_RECORDED INFORMATION_
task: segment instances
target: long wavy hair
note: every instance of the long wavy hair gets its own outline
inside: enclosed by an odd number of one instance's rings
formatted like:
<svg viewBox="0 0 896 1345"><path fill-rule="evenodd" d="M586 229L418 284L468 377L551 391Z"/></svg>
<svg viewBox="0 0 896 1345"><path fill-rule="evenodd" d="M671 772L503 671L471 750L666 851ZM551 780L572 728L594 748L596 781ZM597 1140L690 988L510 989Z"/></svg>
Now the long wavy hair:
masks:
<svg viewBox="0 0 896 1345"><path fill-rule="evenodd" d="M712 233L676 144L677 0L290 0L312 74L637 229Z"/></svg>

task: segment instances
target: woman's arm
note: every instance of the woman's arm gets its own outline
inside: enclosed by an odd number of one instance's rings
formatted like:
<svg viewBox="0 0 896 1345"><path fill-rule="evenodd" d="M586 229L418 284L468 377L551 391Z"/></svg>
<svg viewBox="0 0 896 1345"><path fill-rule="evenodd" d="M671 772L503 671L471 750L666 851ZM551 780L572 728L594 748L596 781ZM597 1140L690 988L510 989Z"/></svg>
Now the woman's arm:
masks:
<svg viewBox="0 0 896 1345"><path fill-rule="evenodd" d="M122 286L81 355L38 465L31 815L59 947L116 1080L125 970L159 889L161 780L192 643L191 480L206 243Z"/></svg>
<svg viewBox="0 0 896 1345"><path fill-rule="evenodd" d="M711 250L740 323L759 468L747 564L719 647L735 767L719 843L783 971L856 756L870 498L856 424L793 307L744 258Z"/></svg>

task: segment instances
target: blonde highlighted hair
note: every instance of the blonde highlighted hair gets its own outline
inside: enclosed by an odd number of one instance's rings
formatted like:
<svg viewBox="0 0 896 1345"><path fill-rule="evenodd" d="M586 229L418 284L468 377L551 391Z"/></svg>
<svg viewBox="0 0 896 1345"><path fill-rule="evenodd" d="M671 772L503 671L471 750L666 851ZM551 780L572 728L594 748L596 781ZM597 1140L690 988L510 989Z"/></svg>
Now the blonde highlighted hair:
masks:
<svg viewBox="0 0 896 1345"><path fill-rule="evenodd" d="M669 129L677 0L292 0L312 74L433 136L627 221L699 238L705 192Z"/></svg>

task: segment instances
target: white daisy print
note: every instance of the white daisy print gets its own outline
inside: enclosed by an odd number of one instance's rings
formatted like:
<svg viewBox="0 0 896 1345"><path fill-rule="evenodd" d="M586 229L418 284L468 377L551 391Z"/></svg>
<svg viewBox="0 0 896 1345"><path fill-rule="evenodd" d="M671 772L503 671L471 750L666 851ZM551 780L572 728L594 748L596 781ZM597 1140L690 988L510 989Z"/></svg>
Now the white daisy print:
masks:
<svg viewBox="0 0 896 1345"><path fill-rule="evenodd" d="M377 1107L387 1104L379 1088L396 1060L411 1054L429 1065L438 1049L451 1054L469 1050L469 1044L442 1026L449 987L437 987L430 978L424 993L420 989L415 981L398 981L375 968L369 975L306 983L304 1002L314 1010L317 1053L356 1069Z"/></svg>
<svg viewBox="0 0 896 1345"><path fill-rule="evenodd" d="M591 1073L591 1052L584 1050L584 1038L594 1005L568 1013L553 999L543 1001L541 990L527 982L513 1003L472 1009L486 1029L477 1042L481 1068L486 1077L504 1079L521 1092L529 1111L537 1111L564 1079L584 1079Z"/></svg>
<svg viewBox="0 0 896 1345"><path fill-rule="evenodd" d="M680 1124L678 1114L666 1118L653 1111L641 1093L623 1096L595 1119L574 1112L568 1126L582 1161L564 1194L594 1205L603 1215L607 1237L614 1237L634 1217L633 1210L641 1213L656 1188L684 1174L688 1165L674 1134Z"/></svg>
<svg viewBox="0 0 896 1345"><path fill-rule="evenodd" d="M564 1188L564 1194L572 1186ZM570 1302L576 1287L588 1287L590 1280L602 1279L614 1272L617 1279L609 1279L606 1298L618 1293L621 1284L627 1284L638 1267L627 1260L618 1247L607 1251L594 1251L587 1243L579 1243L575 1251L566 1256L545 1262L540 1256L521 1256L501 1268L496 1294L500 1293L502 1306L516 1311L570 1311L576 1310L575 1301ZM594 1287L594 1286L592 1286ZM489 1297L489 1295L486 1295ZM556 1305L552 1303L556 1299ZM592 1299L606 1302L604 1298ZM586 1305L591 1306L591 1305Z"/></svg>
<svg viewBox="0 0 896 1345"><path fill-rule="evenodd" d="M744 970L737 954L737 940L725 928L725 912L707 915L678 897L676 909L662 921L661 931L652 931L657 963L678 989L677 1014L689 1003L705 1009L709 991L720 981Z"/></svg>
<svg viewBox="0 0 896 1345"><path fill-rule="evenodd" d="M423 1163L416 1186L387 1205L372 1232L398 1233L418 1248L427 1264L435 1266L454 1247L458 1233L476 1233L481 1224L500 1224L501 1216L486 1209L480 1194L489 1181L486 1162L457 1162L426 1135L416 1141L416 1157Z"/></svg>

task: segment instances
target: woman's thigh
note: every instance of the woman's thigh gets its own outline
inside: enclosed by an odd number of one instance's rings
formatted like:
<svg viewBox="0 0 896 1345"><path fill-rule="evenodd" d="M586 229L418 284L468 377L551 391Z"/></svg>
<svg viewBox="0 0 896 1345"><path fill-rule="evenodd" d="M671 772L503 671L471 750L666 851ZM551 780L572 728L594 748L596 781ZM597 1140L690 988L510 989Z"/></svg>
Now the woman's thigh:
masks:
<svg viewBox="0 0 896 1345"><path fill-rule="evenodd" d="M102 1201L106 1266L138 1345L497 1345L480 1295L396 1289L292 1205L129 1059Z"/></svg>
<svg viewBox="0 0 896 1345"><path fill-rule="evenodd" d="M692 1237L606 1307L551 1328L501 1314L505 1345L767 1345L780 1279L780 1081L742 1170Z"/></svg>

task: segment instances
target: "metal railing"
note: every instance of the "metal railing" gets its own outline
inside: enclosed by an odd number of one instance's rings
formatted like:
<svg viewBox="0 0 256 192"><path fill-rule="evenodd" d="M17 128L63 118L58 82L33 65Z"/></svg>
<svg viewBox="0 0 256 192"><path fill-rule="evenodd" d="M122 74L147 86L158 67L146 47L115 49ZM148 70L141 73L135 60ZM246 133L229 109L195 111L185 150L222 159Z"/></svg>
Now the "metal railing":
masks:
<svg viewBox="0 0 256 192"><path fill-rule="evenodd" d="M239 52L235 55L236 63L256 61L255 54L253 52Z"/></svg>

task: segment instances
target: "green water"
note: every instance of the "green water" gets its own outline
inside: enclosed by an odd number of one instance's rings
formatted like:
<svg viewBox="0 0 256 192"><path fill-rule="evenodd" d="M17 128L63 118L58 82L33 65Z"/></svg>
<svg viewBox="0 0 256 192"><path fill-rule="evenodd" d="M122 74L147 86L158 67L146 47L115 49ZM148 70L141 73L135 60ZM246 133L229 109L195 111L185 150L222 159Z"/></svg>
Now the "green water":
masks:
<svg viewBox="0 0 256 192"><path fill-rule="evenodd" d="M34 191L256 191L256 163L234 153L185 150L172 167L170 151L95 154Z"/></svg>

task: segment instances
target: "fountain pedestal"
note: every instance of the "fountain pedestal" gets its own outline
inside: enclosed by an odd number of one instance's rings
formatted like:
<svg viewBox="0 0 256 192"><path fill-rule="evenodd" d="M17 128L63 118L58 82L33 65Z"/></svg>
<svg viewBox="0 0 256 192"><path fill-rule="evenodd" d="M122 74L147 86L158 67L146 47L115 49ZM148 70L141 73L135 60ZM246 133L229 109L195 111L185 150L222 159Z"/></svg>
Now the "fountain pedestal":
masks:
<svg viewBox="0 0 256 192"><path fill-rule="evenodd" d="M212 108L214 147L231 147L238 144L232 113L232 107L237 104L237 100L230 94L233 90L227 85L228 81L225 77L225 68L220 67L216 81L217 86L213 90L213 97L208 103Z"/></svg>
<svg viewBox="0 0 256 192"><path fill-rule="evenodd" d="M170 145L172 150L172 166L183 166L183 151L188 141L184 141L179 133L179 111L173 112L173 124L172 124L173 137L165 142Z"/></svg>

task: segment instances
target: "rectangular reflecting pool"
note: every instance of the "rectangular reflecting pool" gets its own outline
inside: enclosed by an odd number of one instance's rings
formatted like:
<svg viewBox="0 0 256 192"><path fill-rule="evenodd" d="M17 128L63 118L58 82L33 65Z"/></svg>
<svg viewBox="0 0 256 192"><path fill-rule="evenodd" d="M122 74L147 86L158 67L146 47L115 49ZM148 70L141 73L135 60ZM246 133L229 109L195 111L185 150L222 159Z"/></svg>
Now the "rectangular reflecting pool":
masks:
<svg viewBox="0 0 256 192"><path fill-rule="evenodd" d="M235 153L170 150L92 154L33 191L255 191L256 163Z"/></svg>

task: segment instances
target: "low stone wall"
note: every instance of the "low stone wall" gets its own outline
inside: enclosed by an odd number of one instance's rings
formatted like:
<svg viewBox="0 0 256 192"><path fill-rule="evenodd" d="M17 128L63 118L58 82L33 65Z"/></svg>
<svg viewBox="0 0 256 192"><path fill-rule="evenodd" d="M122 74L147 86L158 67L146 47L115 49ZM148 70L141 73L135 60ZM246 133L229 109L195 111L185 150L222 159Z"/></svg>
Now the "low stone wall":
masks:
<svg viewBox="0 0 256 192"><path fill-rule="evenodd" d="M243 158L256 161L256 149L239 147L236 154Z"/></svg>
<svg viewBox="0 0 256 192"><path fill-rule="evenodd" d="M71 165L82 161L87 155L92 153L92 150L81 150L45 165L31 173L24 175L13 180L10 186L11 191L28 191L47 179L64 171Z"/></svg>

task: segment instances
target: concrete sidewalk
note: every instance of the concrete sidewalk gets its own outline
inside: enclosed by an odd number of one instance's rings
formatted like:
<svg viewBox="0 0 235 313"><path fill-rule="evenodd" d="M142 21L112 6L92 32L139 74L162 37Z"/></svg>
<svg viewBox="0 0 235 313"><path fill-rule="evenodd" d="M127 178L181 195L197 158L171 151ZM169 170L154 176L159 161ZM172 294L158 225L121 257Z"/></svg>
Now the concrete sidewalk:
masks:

_TASK INSTRUCTIONS_
Recast the entries from the start through the line containing "233L676 144L677 0L290" as a two-column CSV with the header entry_text,answer. Give one row per entry, with each field enclosed in double quotes and every line break replaced by a space.

_FINISHED TASK_
entry_text,answer
"task: segment instances target: long wavy hair note: every instance of the long wavy hair gets its own outline inside: enclosed by an odd number of one instance's rings formatted like: <svg viewBox=""0 0 896 1345""><path fill-rule=""evenodd"" d=""M586 229L418 284L468 377L551 391Z""/></svg> <svg viewBox=""0 0 896 1345""><path fill-rule=""evenodd"" d=""M671 772L503 671L471 750L666 851ZM551 780L572 728L594 748L596 781ZM597 1140L690 988L510 989Z""/></svg> Now the long wavy hair: masks:","<svg viewBox=""0 0 896 1345""><path fill-rule=""evenodd"" d=""M712 233L676 144L677 0L290 0L312 74L637 229Z""/></svg>"